== Task brief ==
Reproduce this listing in full.

-- START OF Data supplied --

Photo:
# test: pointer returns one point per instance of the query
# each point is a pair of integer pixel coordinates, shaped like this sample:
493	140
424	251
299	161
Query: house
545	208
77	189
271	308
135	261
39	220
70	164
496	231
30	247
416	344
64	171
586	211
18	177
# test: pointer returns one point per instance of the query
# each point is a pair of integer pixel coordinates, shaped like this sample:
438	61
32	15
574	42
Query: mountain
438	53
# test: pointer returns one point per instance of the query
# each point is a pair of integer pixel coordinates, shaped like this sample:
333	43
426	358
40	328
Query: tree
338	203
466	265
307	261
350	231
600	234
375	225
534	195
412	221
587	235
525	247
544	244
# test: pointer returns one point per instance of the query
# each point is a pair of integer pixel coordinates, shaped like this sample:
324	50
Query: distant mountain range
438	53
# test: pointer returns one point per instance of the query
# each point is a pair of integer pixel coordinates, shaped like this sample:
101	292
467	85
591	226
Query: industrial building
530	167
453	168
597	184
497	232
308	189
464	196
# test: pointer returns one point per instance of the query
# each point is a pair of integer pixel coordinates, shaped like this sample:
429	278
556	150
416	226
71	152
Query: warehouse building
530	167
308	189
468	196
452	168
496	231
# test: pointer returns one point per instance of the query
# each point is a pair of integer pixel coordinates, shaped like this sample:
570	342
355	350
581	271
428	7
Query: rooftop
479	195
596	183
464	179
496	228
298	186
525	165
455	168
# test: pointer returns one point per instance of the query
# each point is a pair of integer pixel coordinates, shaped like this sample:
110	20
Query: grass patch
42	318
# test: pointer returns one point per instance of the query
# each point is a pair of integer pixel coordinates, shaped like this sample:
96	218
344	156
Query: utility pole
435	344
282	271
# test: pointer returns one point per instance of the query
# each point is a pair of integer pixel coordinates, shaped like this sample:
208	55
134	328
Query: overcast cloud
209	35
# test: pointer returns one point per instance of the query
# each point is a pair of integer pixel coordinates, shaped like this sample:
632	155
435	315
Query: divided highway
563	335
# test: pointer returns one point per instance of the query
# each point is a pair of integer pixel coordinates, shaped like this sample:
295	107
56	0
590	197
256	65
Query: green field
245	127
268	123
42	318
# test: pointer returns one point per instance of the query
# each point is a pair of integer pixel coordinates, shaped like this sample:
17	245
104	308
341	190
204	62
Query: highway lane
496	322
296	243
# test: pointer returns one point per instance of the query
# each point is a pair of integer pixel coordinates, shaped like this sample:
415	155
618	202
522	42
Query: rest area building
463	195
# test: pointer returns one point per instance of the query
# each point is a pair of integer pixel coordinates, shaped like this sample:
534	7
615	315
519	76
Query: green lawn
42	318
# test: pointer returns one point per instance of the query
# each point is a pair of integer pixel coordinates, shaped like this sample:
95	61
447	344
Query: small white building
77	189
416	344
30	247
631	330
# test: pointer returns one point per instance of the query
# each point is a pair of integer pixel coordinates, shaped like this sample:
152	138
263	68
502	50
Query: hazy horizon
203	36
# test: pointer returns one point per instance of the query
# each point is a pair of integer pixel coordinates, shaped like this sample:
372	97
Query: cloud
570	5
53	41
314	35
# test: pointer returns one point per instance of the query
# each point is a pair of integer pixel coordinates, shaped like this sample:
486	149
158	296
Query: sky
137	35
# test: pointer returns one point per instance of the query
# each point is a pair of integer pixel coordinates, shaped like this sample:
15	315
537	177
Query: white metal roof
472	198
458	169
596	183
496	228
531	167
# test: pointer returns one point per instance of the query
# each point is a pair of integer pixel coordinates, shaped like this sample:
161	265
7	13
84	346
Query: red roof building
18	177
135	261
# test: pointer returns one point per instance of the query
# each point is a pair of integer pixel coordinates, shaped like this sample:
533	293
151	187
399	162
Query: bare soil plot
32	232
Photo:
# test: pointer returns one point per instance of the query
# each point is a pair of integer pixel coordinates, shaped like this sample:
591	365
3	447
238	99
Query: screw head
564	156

-- END OF Data supplied --

== Full output ==
Photo:
# test: pointer returns one point per instance of the query
# each point is a pair of integer pixel coordinates, shaped like this sample:
493	140
424	251
299	161
Query: house
545	208
77	189
271	308
135	261
39	220
70	164
496	231
30	247
416	344
64	171
586	211
18	177
# test: pointer returns one point per instance of the query
# each point is a pair of integer pixel coordinates, shaped like this sample:
438	61
32	15
574	42
Query: mountain
438	53
# test: pointer returns one point per instance of the query
# each point is a pair of integer pixel coordinates, shaped like this sample:
333	43
426	358
40	328
Query: tree
338	203
466	265
307	261
350	231
600	234
375	225
534	195
412	221
587	235
525	247
544	244
# test: pointer returns one point per instance of the query
# each point is a pair of integer pixel coordinates, shaped like this sample:
324	50
Query: distant mountain range
438	53
# test: pointer returns one point per instance of the query
# each point is a pair of integer pixel coordinates, shaped like this sample:
101	292
467	85
591	226
Query: industrial building
530	167
453	168
597	184
497	232
308	189
464	196
# test: pointer returns one point per instance of the query
# each point is a pair of integer pixel coordinates, shaped like this sample:
429	278
556	150
416	226
71	152
Query: warehouse building
530	167
308	189
468	196
452	168
496	231
# test: pointer returns one point per instance of the query
# each point is a pair of integer pixel coordinates, shaped like this sample:
570	342
355	350
581	271
428	7
Query: rooftop
479	195
596	183
464	179
496	228
298	186
525	165
455	168
# test: pointer returns one point per instance of the query
# each point is a pair of integer pixel coordinates, shaped like this sample:
110	20
Query: grass patch
42	318
# test: pointer returns one point per instance of the query
# each point is a pair of integer pixel coordinates, shaped like this sample:
96	218
344	156
Query: utility pole
435	344
282	271
# test: pointer returns one point per instance of the query
# each point is a pair of integer pixel coordinates, shaped like this sample:
208	55
134	328
Query: overcast cloud
209	35
# test: pointer returns one point per instance of the query
# each point is a pair of integer pixel coordinates, shaped like this sample:
632	155
435	315
Query: divided highway
563	335
# test: pointer returns one point per instance of the query
# each point is a pair of integer pixel coordinates, shaped like this sample:
295	107
56	0
590	197
256	65
Query: green field
245	127
268	123
42	318
# test: pointer returns one point per instance of the query
# each point is a pair of integer pixel coordinates, shaped like this sample:
17	245
104	308
341	190
204	62
Query: highway lane
496	322
296	243
# test: pointer returns one point per instance of the query
# each point is a pair of integer pixel coordinates, shaped like this sample:
415	155
618	202
522	42
Query: rest area building
463	195
# test: pointer returns one point per instance of the query
# each point is a pair of integer pixel coordinates, shaped like this sample:
534	7
615	315
519	76
Query: green lawn
42	318
# test: pointer returns one point per instance of the query
# each point is a pair of integer pixel coordinates, shaped like this sample:
95	61
447	344
Query: small white building
77	189
416	344
30	247
631	330
# test: pointer returns one point per instance of the query
# each point is a pair of integer pixel coordinates, shaped like this sample:
152	138
263	68
502	50
Query: hazy horizon
203	36
# test: pointer returns one point per instance of the query
# each point is a pair of integer pixel coordinates, shaped like this sample:
372	97
Query: cloud
570	5
53	41
314	35
# test: pointer returns one point per instance of the query
# each point is a pair of integer pixel coordinates, shaped like this sample:
486	149
158	296
Query: sky
137	35
# test: pointer returns one point per instance of the query
# each point is a pair of integer pixel coordinates, shaped like this sample:
15	315
537	177
Query: white metal roof
472	198
458	169
596	183
496	228
531	167
# test: pointer returns one point per instance of the query
# each point is a pair of integer pixel coordinates, shaped like this sample:
161	265
7	13
84	346
Query: red roof building
18	177
135	261
# test: pointer returns one point per instance of the query
# each point is a pair of integer pixel coordinates, shaped like this sample:
533	293
151	187
399	162
Query: bare soil plot
32	232
Photo:
# test: pointer returns one point per instance of the query
# each point is a pair of integer pixel coordinates, shaped like this sample:
591	365
3	447
238	99
Query: screw head
564	156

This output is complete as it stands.